- _SOURCE TEXT_:
--- Start ---

Understanding Strata Insurance in Australia
Don’t risk the chance of getting caught without the right strata insurance for your apartment block or Duplex. There are different kinds of policies that are required for shared housing complexes or neighborhoods, and as an experienced commercial insurance broker, we can make sure you and any housing complex that you help manage are properly covered.
Of course, we also help our clients find competitive prices and insurers with good records of customer service and handling claims. At Hamilton Brokers, we are the leading commercial insurance brokers in Canberra. To learn more about our services you can visit our website here:
Understanding a Strata Title
A strata title is related to owning multi-level apartment complexes and horizontal neighborhoods. The name “strata” comes from the original meaning of the term applied to apartments that might be on different levels, or the strata, of a building. It was specifically designed to assist residents who have ownership of their own home, but then also have joint ownership of common areas. There had to be a way for all of the owners within the building to share the risks of this ownership and also share the expense of covering certain risks.
The term “strata” is a particularly Australian system of dividing ownership up for housing units, and it originated in this country in the early part of the 1960s. However, since then the term has spread and is now used in many other countries such as Canada, Singapore, and South Africa. However, we are only Australian commercial insurance brokers.
The Basics of Strata Insurance
In some states, this particular type of insurance is also called body corporate cover which is insurance coverage that helps protect the common areas and building of housing property. It is most closely associated with large buildings that contain many individual residential units, but the term is also used for regular neighborhoods that have residents who share common walls or areas like club houses and pools.

--- End ---

- _GIVEN TASK_:
Carry on the strata insurance article from the end of its last sentence.

- _SUPPLIED INFORMATION_:

--- Start ---

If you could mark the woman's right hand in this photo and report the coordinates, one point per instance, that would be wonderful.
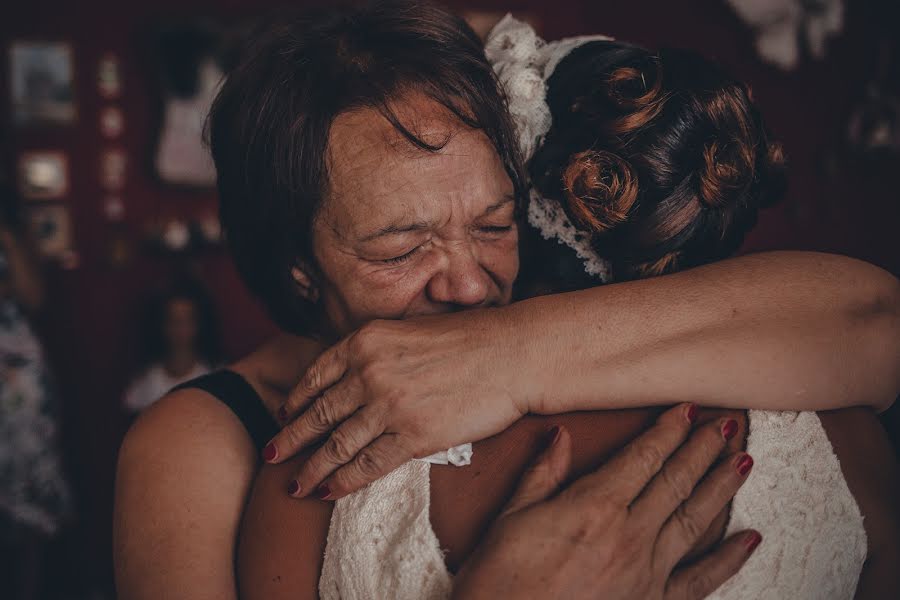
(620, 532)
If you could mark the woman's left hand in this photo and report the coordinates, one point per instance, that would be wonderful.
(397, 390)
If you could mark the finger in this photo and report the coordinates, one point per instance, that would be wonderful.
(692, 519)
(324, 415)
(342, 446)
(675, 482)
(544, 477)
(325, 371)
(628, 472)
(376, 460)
(705, 576)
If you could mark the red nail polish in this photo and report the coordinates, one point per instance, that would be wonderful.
(744, 465)
(270, 452)
(323, 492)
(729, 429)
(752, 541)
(692, 414)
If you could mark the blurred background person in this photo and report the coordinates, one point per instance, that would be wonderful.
(181, 342)
(34, 496)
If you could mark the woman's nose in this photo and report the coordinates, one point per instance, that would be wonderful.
(461, 280)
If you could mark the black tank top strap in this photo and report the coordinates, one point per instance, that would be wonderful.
(237, 394)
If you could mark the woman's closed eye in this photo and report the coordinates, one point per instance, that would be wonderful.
(402, 258)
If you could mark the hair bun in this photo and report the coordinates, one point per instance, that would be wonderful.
(600, 189)
(726, 168)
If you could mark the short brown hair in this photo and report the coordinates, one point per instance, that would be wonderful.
(269, 125)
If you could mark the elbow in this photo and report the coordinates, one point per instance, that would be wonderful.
(875, 314)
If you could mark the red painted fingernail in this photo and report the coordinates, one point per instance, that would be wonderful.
(323, 492)
(744, 464)
(270, 452)
(691, 414)
(752, 541)
(729, 429)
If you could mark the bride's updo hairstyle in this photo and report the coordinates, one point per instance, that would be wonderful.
(661, 157)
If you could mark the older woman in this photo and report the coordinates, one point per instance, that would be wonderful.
(367, 171)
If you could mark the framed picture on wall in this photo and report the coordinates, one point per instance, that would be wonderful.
(43, 175)
(51, 229)
(42, 83)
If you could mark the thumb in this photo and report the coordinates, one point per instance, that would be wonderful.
(545, 475)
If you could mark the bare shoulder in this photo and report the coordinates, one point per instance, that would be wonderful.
(183, 474)
(870, 468)
(282, 541)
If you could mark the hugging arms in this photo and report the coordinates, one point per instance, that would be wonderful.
(347, 216)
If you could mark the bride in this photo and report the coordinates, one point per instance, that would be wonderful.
(420, 219)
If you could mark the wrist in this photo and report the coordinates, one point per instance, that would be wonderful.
(521, 353)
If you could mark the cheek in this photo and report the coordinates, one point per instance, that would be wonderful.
(374, 292)
(501, 258)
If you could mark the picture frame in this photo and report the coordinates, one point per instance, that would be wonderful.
(42, 83)
(50, 226)
(43, 175)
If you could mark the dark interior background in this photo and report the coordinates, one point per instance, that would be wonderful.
(837, 202)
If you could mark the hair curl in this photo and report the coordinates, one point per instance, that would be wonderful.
(662, 158)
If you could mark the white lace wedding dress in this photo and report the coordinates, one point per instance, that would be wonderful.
(381, 544)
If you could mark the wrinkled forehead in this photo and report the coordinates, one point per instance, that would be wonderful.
(374, 168)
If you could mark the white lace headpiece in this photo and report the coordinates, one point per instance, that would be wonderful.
(523, 63)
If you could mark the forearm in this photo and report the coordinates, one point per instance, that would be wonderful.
(786, 331)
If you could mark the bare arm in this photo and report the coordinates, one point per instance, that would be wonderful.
(781, 331)
(183, 475)
(777, 331)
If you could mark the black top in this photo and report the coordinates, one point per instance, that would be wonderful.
(238, 395)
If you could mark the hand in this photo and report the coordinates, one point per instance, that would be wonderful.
(396, 390)
(620, 532)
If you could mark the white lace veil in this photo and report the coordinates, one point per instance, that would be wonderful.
(523, 63)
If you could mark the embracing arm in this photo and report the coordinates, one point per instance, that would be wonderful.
(184, 471)
(778, 331)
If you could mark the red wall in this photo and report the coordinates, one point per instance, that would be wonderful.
(90, 322)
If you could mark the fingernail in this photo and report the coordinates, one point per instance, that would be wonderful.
(270, 452)
(752, 541)
(553, 435)
(744, 464)
(323, 492)
(691, 413)
(729, 429)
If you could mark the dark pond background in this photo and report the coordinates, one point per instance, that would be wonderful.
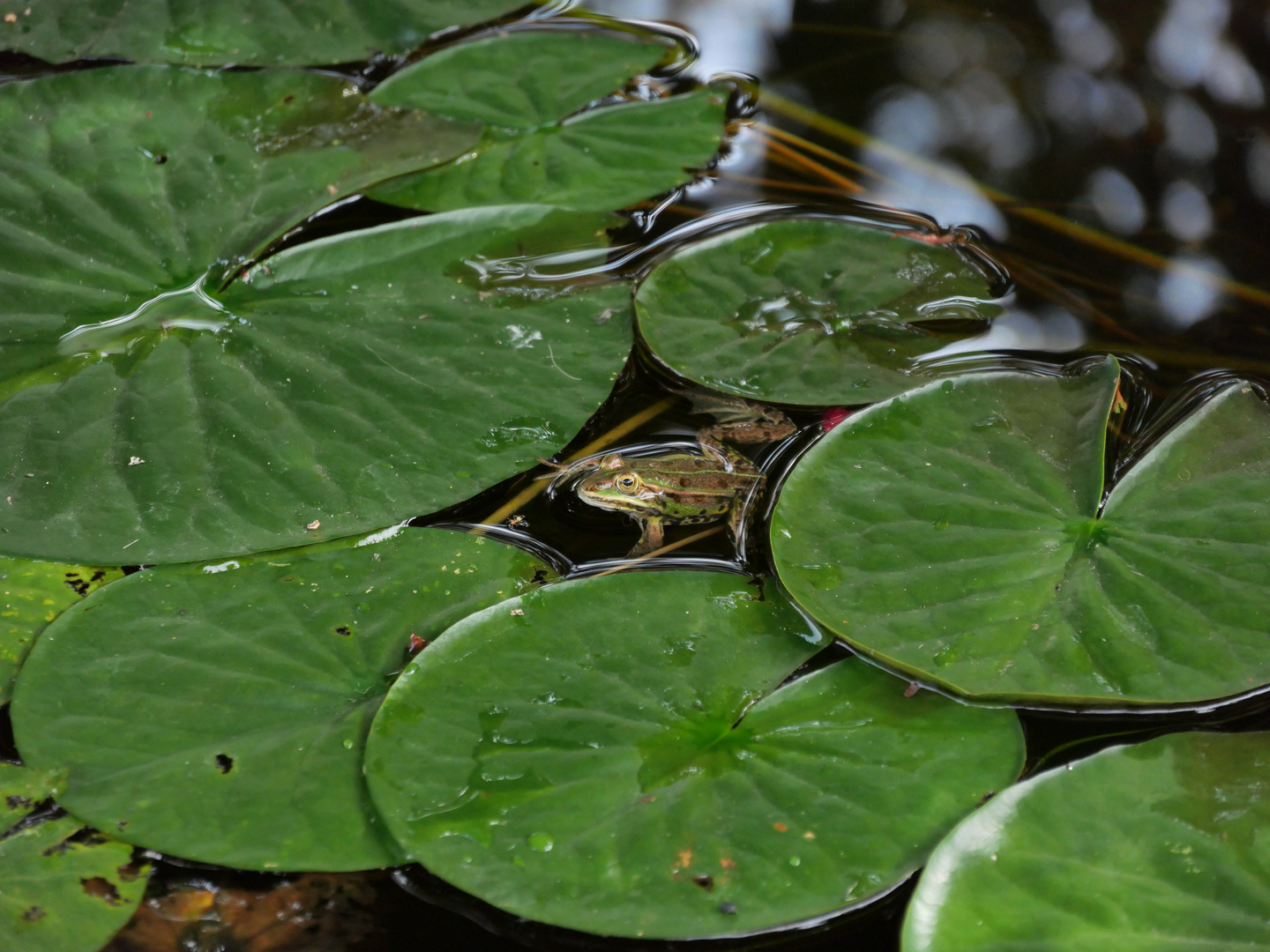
(1117, 159)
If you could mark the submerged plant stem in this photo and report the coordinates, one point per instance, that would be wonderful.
(663, 550)
(1013, 206)
(605, 439)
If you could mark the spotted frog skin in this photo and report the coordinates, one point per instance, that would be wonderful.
(689, 487)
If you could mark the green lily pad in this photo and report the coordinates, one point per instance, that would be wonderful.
(955, 534)
(217, 712)
(1137, 848)
(244, 32)
(617, 755)
(522, 80)
(123, 183)
(600, 159)
(340, 386)
(808, 311)
(22, 788)
(64, 889)
(34, 594)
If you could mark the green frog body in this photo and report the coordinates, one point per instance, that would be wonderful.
(687, 487)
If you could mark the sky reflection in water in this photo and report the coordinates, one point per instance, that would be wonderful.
(1142, 120)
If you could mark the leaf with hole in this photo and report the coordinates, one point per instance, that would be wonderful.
(217, 712)
(23, 788)
(1138, 848)
(64, 889)
(240, 32)
(958, 533)
(810, 311)
(340, 386)
(600, 159)
(619, 755)
(34, 594)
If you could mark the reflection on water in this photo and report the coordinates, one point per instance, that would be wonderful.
(1143, 121)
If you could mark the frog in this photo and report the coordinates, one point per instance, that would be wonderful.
(687, 487)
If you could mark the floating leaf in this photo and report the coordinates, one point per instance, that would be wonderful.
(1136, 850)
(217, 712)
(808, 311)
(123, 183)
(22, 788)
(34, 594)
(347, 383)
(65, 890)
(244, 32)
(522, 80)
(955, 533)
(616, 755)
(598, 159)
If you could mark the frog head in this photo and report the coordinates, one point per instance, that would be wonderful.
(621, 489)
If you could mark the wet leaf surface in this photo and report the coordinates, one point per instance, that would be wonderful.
(244, 32)
(1137, 848)
(63, 888)
(616, 755)
(343, 385)
(217, 712)
(955, 534)
(129, 182)
(522, 80)
(22, 788)
(31, 596)
(600, 159)
(805, 311)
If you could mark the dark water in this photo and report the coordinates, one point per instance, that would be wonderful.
(1142, 122)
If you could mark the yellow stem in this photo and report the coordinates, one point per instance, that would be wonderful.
(663, 550)
(1011, 205)
(609, 438)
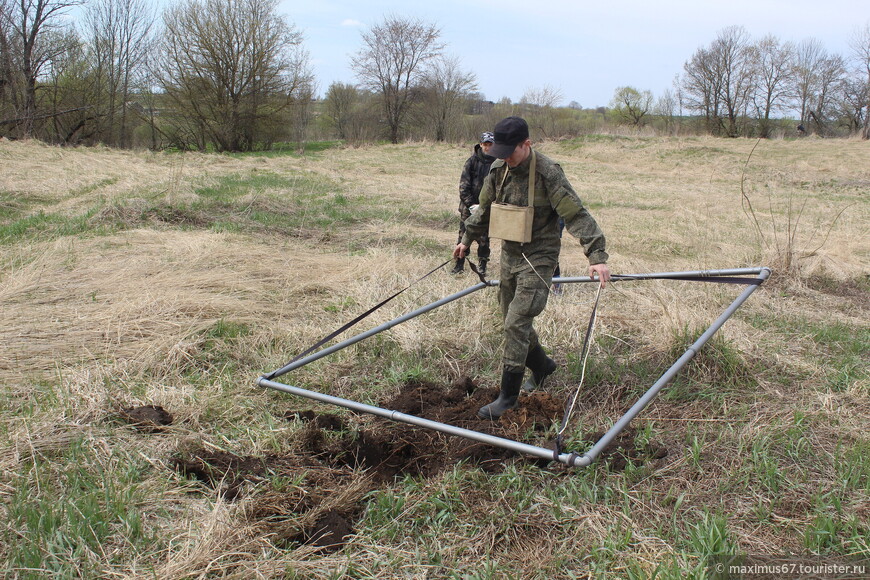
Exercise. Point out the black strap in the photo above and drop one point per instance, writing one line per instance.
(332, 335)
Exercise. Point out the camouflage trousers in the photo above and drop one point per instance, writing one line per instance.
(523, 293)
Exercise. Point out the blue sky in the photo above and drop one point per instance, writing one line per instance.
(584, 50)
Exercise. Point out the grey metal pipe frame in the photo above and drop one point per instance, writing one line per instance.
(378, 329)
(418, 421)
(569, 459)
(653, 391)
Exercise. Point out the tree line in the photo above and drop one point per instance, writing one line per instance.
(234, 75)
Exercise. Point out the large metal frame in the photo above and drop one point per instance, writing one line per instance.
(570, 459)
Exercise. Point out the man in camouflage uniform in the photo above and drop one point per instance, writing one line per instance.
(474, 172)
(527, 269)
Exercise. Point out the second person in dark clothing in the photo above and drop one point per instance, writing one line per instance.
(473, 173)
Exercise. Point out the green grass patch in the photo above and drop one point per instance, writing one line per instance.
(71, 514)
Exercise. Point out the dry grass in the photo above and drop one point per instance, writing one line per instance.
(98, 321)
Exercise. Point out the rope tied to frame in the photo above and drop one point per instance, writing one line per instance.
(584, 357)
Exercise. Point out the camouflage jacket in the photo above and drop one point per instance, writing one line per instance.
(473, 175)
(554, 197)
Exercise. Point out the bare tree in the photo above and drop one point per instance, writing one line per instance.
(538, 106)
(393, 61)
(860, 44)
(233, 70)
(28, 23)
(734, 53)
(120, 40)
(630, 105)
(773, 71)
(445, 87)
(719, 81)
(701, 87)
(808, 56)
(340, 101)
(666, 108)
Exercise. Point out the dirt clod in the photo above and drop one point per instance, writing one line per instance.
(339, 463)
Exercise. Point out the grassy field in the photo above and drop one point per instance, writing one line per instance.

--- End ---

- _IN RESPONSE_:
The owners of the strata titles will usually share the premium of this kind of policy the way that they share these common parts of a housing development. Typically, the cost is evenly prorated to all residents. However, in some cases the management may prorate depending on the size or value of the individual residence. In any case, the premium cost will come out of normal strata fees. In each Australian state this kind of insurance is mandatory.
Is Strata Insurance More Expensive In Some Regions?
In some parts of the country, insurers have studied the history of claims and have found that some areas have greater risks when insuring property. For example, parts of Australia that are prone to cyclones face a larger risk than those that don’t. As a result, the area where there is a risk of natural hazards will have higher insurance costs than those places where insurers believe that the risk is fairly small.
Also, the premium for any one apartment block or other kind of housing development might depend upon the value, risk, and type of shared property and the amount of claims the property has experienced. For example, it might cost a lot less to share a street-level parking lot than it is to cover a complex with a swimming pool or gymnasium.
What Kinds Of Risks Does Strata Insurance Cover?
Strata insurance covers the all physical assets of a apartment or unit complex for property owners. This might include an underground or street-level parking garage, swimming pool, park, or playground. It also typically covers the external structure of a shared building like the outer walls, roof, ceilings, electrical wiring, and floors.
There is also a shared liability policy provided in this type of cover so for example if a child is injured in the playground of a housing complex and parents file a claim because a piece of equipment was not well maintained, the policy might pay the claim. In some cases, it can also provide a legal defense if a liability claim goes to court.
What Doesn’t Strata Insurance Cover?
All insurance policies have some exclusions, and these policies are no different. The exact nature of what is and isn’t covered could be different with each policy and each insurer. It is very important to understand all of the details of each policy. For example, flood or land movement might be specifically excluded.
Also, it is really important to understand exactly what this kind of insurance is intended to cover and what it was never attended for. Mostly, it is intended as insurance for Strata Plan. That means that it was never intended to be a personal insurance policy. Residential property owners need to have their own policies as well.
What Other Insurance Do Property Owners Need?
Every property owner needs to ensure their own property is covered. This cover might include furnishings, like furniture, curtains and carpets. It might also include your personal property such as clothes, jewelry, computers, kitchen appliances and books.
Owners who buy residential units to rent out and do not live on the property may have different coverage needs as landlords. It is always very important to speak with a good insurance broker to determine the right kind of coverage for your individual needs. While a Landlord might not need to cover personal property, he or she still may need liability insurance for a rental property.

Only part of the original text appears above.